[Excerpted passage]
Four years after a not terrible but also not entirely great surprise foray into the world of blockbusters with Marvel’s Eternals, Chloe Zhao is back with Hamnet, a film that feels like a much more natural step into the mainstream for the auteur behind The Rider and Nomadland. Here is a tale based on novel, but with a biopic’s awards heft, that will play very well in this year’s BAFTA/Oscar season while allowing Zhao to maintain her natural instincts of tactile landscapes and amazing performances from seasoned actors and newcomers alike. It’s still not the kind of perfect recipe that she found with her pre-Marvel films, an often bitty and uneven piece, but it’s held together with phenomenal acting from top to bottom.

Based on the novel by Maggie O’Farrell (who co-wrote the adaptation alongside Zhao), Hamnet revolves around Agnes (a fictionalised Anne Hathaway played by Jessie Buckley), her husband William Shakespeare (Paul Mescal), their love for each other and their children, and their soul-crushing grief at the loss of their son Hamnet (Jacobi Jupe). It’s this grief that will lead Shakespeare to write Hamlet, Zhao and O’Farrell examining not just love and loss, but the ways in which we use art to share feelings that would prove overpowering if confronted directly.

First things first; the cast are incredible. Buckley is the Oscar frontrunner as it stands for Lead Actress and, while I would personally give that crown to Jennifer Lawrence for Die My Love, she would be a very worthy winner – Agnes’s grief is something truly primal, while her love for her family in happier times is just radiant. Mescal’s role is quieter, but he gets one truly remarkable moment in which you see Shakespeare lose a part of himself in real time when he realises his son is dead. The kids, too, from Jupe (younger brother of Noah, who himself appears as the Hamlet actor at the Globe) to the two Shakespeare daughters, are brilliant (a great showcase of Zhao’s talent in *finding* performances), and the scenes of the family just playing together before the tragedy have such a warm, lived-in texture.

[Dataset records]
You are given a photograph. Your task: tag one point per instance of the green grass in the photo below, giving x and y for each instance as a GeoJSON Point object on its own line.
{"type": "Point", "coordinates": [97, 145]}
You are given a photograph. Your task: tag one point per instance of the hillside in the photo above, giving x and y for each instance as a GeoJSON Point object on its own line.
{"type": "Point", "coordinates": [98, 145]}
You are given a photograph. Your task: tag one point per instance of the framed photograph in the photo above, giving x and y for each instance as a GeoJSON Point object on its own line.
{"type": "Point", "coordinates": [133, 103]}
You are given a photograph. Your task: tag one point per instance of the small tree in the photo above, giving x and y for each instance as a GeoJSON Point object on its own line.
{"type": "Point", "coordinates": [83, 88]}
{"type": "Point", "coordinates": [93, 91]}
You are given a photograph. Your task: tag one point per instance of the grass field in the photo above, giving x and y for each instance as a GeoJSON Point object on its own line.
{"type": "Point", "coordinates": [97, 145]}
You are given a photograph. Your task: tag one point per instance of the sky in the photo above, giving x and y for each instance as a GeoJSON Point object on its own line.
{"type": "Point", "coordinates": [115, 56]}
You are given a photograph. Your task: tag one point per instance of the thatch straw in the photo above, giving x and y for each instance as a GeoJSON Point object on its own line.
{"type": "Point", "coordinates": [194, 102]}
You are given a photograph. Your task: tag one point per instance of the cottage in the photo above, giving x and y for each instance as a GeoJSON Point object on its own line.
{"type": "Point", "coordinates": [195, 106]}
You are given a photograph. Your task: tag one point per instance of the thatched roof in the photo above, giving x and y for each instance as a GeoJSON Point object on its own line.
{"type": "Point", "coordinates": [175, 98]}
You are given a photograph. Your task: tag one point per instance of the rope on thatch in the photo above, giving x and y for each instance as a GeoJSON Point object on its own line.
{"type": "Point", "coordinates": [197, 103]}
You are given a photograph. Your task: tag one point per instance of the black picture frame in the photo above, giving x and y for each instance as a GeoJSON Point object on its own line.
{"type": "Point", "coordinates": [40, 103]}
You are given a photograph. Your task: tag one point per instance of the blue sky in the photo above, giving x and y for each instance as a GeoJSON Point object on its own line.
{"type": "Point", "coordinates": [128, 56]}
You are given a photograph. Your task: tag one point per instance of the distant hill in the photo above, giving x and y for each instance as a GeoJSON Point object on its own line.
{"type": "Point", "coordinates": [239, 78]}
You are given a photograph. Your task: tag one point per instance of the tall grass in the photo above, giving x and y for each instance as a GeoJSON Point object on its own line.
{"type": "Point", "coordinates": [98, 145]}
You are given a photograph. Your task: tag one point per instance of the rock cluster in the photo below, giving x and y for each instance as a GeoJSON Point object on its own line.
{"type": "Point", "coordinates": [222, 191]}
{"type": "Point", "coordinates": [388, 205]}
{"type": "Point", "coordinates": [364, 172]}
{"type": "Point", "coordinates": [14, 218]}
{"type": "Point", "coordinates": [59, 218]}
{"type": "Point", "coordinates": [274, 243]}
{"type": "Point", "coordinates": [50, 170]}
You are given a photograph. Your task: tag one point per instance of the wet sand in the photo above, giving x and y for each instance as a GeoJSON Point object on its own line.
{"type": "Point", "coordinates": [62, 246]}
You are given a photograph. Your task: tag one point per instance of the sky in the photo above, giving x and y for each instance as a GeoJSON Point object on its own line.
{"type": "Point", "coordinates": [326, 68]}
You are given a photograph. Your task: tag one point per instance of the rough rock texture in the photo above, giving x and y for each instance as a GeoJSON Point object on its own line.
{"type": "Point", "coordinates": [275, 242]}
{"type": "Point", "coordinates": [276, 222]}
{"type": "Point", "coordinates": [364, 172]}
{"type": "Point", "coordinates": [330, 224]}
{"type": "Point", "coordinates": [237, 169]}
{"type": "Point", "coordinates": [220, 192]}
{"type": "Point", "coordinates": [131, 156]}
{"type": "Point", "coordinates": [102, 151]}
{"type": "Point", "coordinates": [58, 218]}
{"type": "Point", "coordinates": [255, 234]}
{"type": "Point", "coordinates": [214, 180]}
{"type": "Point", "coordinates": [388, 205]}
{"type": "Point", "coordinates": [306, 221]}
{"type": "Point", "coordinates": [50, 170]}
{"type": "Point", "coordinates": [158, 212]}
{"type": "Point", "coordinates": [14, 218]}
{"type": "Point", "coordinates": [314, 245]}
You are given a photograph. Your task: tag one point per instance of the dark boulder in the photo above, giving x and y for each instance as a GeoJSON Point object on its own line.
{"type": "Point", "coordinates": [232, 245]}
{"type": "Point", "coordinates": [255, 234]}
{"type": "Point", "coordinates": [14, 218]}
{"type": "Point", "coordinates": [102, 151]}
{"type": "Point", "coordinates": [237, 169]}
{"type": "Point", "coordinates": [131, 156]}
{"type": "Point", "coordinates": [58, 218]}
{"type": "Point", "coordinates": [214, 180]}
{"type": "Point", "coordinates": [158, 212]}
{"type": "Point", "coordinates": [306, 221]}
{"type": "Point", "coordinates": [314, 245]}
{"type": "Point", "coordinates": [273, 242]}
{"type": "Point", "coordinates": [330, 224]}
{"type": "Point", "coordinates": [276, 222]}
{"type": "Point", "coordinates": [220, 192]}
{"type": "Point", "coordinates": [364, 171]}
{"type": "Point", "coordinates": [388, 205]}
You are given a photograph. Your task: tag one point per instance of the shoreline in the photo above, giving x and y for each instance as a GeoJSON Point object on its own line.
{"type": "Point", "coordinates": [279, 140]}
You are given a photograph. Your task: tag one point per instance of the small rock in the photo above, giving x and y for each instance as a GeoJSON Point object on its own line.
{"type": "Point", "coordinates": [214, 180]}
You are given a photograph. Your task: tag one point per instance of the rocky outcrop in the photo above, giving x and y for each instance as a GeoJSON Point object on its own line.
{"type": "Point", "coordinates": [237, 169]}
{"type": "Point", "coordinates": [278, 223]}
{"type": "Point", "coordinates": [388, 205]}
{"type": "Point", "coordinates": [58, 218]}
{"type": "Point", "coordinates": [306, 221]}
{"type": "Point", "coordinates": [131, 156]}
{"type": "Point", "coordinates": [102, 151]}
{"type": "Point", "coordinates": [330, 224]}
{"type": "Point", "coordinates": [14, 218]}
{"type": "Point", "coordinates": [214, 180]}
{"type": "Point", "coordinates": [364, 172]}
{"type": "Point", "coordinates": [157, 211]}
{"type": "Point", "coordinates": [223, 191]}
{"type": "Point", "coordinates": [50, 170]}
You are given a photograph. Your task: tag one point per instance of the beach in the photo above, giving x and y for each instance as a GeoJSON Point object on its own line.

[The request]
Answer these questions from the Hamnet review:
(a) Who co-wrote the film's adaptation with Chloe Zhao?
(b) Which actor plays William Shakespeare?
(c) Who appears as the Hamlet actor at the Globe?
Rely only on the review, not on the entries.

[Response]
(a) Maggie O'Farrell
(b) Paul Mescal
(c) Noah Jupe, the older brother of Jacobi Jupe